__SUPPLIED DATA__
++++++++++

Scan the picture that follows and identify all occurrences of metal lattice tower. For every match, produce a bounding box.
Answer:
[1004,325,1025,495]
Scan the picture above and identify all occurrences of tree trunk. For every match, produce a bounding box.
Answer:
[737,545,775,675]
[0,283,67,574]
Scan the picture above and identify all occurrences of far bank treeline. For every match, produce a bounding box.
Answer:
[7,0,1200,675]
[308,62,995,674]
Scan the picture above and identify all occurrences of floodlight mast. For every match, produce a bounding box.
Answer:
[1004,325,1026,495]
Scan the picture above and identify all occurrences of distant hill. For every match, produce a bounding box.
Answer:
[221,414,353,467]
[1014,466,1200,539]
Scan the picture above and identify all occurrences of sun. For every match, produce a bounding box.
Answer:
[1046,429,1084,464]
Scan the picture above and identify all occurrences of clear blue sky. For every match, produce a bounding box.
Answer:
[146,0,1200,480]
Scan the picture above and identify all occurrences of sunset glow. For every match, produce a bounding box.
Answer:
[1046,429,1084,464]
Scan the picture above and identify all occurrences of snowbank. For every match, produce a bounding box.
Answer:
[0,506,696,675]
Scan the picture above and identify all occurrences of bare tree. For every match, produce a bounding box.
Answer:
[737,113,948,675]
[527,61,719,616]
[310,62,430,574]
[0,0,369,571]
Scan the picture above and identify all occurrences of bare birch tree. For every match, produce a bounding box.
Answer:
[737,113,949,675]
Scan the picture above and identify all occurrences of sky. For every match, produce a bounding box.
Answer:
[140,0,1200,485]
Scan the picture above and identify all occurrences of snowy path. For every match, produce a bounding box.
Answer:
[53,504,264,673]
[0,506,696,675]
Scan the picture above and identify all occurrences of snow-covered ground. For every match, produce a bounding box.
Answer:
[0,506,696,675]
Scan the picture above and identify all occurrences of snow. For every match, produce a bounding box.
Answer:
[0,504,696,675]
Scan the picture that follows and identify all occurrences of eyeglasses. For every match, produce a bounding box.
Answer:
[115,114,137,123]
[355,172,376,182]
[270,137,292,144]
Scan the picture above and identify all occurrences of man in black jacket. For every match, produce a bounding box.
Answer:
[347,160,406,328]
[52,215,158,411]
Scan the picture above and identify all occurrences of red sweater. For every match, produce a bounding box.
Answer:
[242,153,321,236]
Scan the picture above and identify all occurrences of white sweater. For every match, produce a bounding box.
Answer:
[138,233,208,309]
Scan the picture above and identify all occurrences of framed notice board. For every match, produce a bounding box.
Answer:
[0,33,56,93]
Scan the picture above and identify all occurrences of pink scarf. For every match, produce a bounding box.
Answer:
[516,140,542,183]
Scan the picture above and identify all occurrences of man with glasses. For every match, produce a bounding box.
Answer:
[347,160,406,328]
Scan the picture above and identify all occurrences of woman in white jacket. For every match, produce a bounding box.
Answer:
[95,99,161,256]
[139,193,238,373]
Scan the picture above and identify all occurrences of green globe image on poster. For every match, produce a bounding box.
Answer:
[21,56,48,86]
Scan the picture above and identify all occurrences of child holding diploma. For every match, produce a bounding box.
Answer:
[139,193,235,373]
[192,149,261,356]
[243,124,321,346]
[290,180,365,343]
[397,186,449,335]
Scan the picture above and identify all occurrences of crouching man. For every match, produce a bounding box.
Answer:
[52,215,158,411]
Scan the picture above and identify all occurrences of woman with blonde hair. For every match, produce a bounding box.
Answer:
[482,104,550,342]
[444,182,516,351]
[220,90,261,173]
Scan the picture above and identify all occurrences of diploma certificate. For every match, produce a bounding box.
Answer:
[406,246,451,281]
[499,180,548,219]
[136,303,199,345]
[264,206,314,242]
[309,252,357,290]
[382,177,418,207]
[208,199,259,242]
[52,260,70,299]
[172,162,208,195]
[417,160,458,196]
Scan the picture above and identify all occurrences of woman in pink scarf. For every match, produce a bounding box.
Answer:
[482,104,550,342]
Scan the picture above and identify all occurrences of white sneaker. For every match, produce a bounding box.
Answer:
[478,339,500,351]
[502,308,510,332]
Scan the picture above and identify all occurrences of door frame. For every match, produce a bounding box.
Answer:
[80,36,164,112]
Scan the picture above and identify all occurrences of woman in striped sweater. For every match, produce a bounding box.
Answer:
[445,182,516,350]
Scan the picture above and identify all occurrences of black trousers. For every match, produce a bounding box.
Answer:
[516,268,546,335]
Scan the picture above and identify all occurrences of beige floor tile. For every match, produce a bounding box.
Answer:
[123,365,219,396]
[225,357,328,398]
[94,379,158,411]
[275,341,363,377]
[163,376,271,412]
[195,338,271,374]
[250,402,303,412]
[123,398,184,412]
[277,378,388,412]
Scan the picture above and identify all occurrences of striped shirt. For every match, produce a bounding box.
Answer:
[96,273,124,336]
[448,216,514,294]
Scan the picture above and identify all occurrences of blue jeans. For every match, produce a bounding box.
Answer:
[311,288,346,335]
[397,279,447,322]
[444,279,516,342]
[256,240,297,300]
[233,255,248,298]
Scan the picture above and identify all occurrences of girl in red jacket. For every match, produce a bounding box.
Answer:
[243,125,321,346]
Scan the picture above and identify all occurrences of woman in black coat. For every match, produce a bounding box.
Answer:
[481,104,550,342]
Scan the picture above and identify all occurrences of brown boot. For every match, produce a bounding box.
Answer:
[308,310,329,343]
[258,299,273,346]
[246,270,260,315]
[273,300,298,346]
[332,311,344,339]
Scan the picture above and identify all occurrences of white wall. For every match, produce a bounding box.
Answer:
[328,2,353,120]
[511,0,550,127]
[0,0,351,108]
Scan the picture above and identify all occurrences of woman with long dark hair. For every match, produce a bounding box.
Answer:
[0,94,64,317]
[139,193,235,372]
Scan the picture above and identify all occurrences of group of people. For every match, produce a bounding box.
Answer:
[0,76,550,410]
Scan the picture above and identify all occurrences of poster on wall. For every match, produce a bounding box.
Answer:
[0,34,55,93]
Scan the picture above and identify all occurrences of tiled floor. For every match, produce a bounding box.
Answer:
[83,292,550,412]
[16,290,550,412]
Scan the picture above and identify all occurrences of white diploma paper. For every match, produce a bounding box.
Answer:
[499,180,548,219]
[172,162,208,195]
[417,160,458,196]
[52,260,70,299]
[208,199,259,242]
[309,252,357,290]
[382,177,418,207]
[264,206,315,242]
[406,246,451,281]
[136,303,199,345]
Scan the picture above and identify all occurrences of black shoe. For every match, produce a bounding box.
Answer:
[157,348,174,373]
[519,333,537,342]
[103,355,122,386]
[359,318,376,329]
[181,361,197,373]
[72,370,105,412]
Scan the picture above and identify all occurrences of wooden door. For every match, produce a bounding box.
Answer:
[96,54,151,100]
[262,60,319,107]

++++++++++

__TASK BRIEF__
Rewrite the data above with "identify all occurrences" changed to "locate every instance" everywhere it occurs, keeping every other line as it is.

__WRITTEN ANSWER__
Scan the picture that follows and locate every instance of metal lattice tower. For every match, produce a bounding box.
Answer:
[1004,325,1025,495]
Scan the picture above and locate every instance of tree trunk. For every match, produce a bounding box.
Answer:
[737,545,775,675]
[0,283,67,574]
Scan the picture above and locate every instance of far bank treeline. For every match, produce a bounding box.
Answer:
[7,0,1200,675]
[308,62,995,674]
Scan the picture above and locate every instance of floodlight mast. For every match, produce a bounding box.
Answer:
[1004,325,1026,495]
Scan the picture above and locate every instance of distant hill. For every match, produce a bounding box.
Answer:
[221,414,353,467]
[1014,466,1200,539]
Scan the picture above and locate every instance of sun. For every match, produce a bounding box.
Answer:
[1046,429,1084,464]
Scan the picture above and locate every instance of clear blue sky. For every match, produce a bounding box.
Answer:
[146,0,1200,480]
Scan the picture above and locate every instance of sunset glow. For every match, produce a bounding box.
Answer:
[1046,429,1084,464]
Scan the picture above and locate every instance of snowbank. For every match, produce a bounding box.
Answer:
[0,506,696,675]
Scan the picture above and locate every instance of bare tree. For every match, produce a bounding box.
Answer:
[737,113,948,675]
[527,61,719,616]
[310,62,430,574]
[0,0,369,571]
Scan the picture above and locate every instance of bare birch tree. For every match, produce a bounding box.
Answer:
[737,113,949,675]
Scan the picture above and locate every instance of sky. For every match, produce a bounding box.
Answer:
[140,0,1200,485]
Scan the picture above and locate every instance of snowy path. For every match, produce a bounding box.
Answer:
[53,504,264,673]
[0,506,696,675]
Scan the picture above and locate every instance of snow-covered ground. For every match, produce a bounding box.
Answer:
[0,506,696,675]
Scan the picture above and locate every instance of snow. For every match, produce a bounding box.
Answer:
[0,504,696,675]
Scan the picture that follows and locate every instance of eyeglasses. For every match, produce a bounding box.
Answer:
[115,114,137,123]
[355,172,376,182]
[270,137,292,144]
Scan the picture above and locate every instance of man in black jacket. For every match, produce a bounding box.
Answer:
[347,160,406,328]
[52,215,158,411]
Scan the picture above and locate every instance of red sweater. For every match, produce a bounding box.
Answer:
[242,153,321,236]
Scan the picture above and locate every instance of white sweater. For every match, produce a bounding box.
Answer:
[138,233,208,309]
Scan the picture above and locate every instance of framed notice board. For every match, produce a bounding box.
Answer:
[0,33,56,93]
Scan the picture above and locate every instance of pink scarf. For every match, produce a bounding box.
Answer:
[516,140,542,183]
Scan the picture above and locate every instance of man with glasses. For every match, produce a bounding box.
Answer:
[347,160,406,328]
Scan the picture above and locate every instance of woman in white jacket. For every match, produce a bounding box.
Answer:
[95,99,161,256]
[139,193,238,373]
Scan the picture above and locate every instance of green globe image on poster. For every match, produce a bounding box.
Answer:
[21,56,48,86]
Scan the picture above and locate every instance of child holding diploma. For every match, produce a bounding box.
Answer:
[139,193,235,373]
[192,149,261,356]
[243,124,321,346]
[290,180,365,343]
[397,186,449,335]
Scan the picture above and locate every instance of crouching man. For every match, produce a bounding box.
Answer:
[52,215,158,411]
Scan the picture above and locate every instance of woman with blonde hair. For every match, produce a bounding box.
Answer:
[482,104,550,342]
[444,182,516,351]
[220,90,261,173]
Scan the picture above and locate every instance of diploma certificate. For every match, produce a bounding box.
Answer:
[406,246,451,281]
[499,180,548,219]
[136,303,199,345]
[264,206,314,242]
[309,252,357,290]
[382,177,418,207]
[208,199,259,242]
[52,260,70,299]
[172,162,208,195]
[417,160,458,196]
Scan the picture above and locate every instance of woman in pink scarf. For every match, produce a bounding box.
Answer:
[482,104,550,342]
Scan the picture above and locate every instance of white sneaker. For every match, produce a bounding box.
Answer:
[478,339,500,351]
[502,308,510,332]
Scan the picture above and locate every instance of door frame. For every match, produce a bounding box.
Answer:
[80,36,164,112]
Scan the picture above and locate every instance of woman in striped sweater. For every match, produce a bounding box.
Answer:
[445,182,516,350]
Scan the picture above and locate every instance of black trousers. For every match, produce a bounding box.
Answer:
[516,268,546,335]
Scan the picture above and locate every instance of beige floor tile. For every match, produce a bounding box.
Answer:
[123,365,219,396]
[225,357,328,398]
[94,379,158,411]
[275,341,363,377]
[163,376,271,412]
[195,338,271,374]
[250,402,303,412]
[123,398,184,412]
[277,378,388,412]
Scan the picture above and locate every instance of striped shirt. For every match, produce a bounding box.
Answer:
[96,273,124,336]
[448,216,514,294]
Scan the picture above and locate every instance of blue jeans. For every match, produce a bounding box.
Answer:
[311,288,346,335]
[397,279,447,322]
[444,279,516,342]
[256,240,297,300]
[233,255,248,298]
Scan the picture above and locate every instance of girl in red jacket. For every match, produce a bounding box.
Answer:
[243,125,321,346]
Scan the picture above and locate every instance of woman in black coat. For every match, produce a bounding box.
Answer:
[481,104,550,342]
Scan the picture above and locate every instance of brown boot. For every match, produce a bounding box.
Answer:
[308,310,329,343]
[258,299,273,346]
[246,270,260,315]
[273,300,298,346]
[332,311,344,339]
Scan the picture above and locate every instance of white wall. For every match, produce a bounding box.
Answer:
[328,2,353,120]
[511,0,550,127]
[0,0,351,108]
Scan the picture above and locate every instance of woman with long dark hair. For every match, produce a bounding box.
Answer:
[0,94,64,317]
[139,193,235,372]
Scan the picture above and locate every instance of group of people. For every match, produce a bounding box.
Answer:
[0,76,550,410]
Scan the picture above and locate every instance of poster on wall. For every match, produce a bounding box.
Answer:
[0,34,55,93]
Scan the picture above and locate every instance of tiled floor. For every match, produce a bounding box.
Answer:
[83,292,550,412]
[16,290,550,412]
Scan the picture above and locate every instance of white diploma paper. For every match, produce a bounding box.
Answer:
[499,180,548,219]
[172,162,208,195]
[417,160,458,196]
[52,260,70,299]
[208,199,259,242]
[309,252,357,290]
[382,177,418,207]
[264,206,315,242]
[406,246,451,281]
[136,303,199,345]
Scan the picture above and locate every instance of black shoe. For every match, produce a bounding box.
Answer:
[157,348,174,373]
[519,333,537,342]
[103,355,122,386]
[359,318,376,329]
[181,361,197,373]
[72,370,105,412]
Scan the picture above and locate every instance of wooden door. For every match, produce a bounding box.
Answer:
[96,54,151,100]
[262,60,319,107]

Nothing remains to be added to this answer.